[Stored data]
——————————
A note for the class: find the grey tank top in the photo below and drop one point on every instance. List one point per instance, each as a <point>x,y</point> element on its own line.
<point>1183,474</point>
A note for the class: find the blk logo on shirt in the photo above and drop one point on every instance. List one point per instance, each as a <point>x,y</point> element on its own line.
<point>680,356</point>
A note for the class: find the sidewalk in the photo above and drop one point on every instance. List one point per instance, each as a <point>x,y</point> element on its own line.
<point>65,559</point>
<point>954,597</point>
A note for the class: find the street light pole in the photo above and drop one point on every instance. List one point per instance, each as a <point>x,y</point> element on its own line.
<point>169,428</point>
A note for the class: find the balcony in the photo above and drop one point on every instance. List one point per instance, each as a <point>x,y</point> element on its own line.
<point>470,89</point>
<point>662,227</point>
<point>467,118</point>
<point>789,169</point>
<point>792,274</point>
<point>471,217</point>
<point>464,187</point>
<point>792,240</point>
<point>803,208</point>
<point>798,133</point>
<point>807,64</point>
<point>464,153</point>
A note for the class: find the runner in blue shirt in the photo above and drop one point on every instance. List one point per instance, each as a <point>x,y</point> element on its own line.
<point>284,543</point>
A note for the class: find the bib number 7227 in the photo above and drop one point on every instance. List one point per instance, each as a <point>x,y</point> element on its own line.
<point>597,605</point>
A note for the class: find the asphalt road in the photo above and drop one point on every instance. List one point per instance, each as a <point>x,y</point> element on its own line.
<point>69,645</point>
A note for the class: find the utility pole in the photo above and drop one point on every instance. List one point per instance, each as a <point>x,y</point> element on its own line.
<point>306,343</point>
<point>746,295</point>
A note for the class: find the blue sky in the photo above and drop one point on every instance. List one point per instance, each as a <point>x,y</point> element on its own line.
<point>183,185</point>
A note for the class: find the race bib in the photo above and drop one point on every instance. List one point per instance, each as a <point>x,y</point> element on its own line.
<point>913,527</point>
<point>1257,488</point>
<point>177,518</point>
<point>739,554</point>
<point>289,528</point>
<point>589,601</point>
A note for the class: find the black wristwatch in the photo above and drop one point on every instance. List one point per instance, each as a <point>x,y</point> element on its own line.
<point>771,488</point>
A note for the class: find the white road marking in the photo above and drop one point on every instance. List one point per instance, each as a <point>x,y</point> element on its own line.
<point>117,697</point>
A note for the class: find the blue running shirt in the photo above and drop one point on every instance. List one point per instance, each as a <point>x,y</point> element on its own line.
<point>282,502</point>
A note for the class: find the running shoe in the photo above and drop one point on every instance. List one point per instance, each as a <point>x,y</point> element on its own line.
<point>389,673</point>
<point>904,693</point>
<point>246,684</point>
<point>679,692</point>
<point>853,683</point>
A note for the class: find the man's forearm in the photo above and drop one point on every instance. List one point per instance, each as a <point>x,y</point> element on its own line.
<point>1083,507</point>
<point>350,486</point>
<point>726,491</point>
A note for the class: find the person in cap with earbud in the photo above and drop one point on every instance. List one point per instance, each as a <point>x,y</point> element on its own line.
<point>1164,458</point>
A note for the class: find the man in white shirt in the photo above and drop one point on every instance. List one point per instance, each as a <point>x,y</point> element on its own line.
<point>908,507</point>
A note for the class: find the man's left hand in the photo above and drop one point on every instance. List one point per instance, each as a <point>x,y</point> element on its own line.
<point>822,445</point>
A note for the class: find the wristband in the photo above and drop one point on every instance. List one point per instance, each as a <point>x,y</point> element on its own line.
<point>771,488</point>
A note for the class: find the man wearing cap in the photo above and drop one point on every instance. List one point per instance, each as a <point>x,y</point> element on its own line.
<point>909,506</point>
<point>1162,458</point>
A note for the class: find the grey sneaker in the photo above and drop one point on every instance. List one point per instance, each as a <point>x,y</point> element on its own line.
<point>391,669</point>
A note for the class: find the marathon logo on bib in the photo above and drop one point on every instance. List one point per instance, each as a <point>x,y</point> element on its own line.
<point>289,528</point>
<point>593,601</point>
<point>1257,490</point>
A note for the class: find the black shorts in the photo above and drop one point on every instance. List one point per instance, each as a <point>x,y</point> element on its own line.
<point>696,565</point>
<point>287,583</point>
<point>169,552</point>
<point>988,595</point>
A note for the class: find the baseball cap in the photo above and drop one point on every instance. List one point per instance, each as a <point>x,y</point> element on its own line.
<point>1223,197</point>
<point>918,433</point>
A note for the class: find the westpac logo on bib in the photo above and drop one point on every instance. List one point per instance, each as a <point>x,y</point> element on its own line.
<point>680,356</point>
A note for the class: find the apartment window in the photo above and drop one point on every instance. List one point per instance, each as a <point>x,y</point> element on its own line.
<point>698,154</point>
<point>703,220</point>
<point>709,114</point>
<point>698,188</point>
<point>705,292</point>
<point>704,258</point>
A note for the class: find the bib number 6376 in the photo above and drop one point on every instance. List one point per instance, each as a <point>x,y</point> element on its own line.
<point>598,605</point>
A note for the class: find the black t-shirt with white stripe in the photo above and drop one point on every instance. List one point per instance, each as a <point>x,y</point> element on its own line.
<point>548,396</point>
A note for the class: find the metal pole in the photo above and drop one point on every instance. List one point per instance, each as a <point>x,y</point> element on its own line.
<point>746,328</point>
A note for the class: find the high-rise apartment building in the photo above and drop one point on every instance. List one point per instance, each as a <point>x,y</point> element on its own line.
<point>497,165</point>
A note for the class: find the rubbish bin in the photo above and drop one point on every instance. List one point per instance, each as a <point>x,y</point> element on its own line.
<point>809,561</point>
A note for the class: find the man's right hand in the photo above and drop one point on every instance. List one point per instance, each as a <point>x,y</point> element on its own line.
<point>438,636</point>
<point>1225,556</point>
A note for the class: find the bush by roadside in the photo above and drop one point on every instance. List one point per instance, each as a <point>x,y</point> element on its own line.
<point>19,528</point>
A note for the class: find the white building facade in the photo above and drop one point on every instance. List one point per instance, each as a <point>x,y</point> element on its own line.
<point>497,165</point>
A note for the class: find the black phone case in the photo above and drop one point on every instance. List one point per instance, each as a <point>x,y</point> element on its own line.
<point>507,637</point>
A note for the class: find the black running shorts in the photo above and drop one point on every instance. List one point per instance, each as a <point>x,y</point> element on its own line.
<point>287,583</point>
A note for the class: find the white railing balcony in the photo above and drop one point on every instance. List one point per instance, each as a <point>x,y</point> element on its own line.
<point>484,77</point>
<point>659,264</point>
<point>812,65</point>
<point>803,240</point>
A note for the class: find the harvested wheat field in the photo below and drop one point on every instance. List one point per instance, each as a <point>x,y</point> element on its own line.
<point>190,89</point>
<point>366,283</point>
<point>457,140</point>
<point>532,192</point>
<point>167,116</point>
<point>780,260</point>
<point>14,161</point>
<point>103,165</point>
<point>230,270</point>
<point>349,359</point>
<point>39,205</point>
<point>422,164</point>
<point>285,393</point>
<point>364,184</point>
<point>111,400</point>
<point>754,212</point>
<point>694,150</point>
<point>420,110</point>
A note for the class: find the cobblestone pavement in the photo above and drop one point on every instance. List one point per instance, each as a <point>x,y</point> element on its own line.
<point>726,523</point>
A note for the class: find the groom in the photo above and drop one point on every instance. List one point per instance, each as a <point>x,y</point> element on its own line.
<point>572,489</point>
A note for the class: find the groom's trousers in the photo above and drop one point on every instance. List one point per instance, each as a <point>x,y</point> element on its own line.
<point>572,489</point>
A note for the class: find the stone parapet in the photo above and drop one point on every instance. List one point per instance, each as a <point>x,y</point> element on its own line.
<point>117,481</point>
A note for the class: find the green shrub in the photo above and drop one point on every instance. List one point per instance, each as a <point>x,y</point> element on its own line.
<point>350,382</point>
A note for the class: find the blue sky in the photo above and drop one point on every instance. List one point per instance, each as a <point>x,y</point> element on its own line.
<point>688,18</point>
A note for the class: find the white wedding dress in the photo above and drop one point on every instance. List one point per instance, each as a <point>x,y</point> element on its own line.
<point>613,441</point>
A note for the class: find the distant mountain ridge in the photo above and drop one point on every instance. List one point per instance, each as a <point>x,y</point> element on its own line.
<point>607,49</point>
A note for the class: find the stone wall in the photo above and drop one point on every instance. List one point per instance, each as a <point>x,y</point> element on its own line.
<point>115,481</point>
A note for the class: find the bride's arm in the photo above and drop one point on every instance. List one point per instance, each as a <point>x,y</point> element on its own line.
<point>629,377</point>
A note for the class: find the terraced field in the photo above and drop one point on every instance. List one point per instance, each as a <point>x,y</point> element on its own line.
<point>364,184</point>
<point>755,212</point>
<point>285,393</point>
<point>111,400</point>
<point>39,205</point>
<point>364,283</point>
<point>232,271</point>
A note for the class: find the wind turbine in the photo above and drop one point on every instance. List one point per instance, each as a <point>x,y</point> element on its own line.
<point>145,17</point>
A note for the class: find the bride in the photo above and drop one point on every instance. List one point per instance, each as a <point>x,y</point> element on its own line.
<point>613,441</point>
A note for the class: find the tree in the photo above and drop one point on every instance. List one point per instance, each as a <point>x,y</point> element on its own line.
——————————
Work instructions
Word for word, retype the lines from the one containing "A note for the class: find the bride's" through the final line of the data, including both ends and nothing more.

Task output
A note for the class: find the bride's arm in the photo above and drop one point on every instance. List one point per instance, each as a <point>x,y</point> element on its own line.
<point>629,377</point>
A note for the class: find the terraced field in the photo above and drop one point on every instance. List one point per instance, each as a <point>x,y</point> element on its own line.
<point>364,184</point>
<point>755,212</point>
<point>285,393</point>
<point>111,400</point>
<point>39,205</point>
<point>364,283</point>
<point>232,271</point>
A note for the class: find the wind turbine in the photo above and drop one point on every instance. List one point per instance, each as a <point>x,y</point> element on its own line.
<point>145,17</point>
A note for the class: find the bride in the photo above and drop one point on every instance. List one point per instance, each as a <point>x,y</point> element on its own line.
<point>613,441</point>
A note for the class: find the tree in the photo above and drop one point on every instance. List one point per instance, each as a <point>x,y</point> element on its own line.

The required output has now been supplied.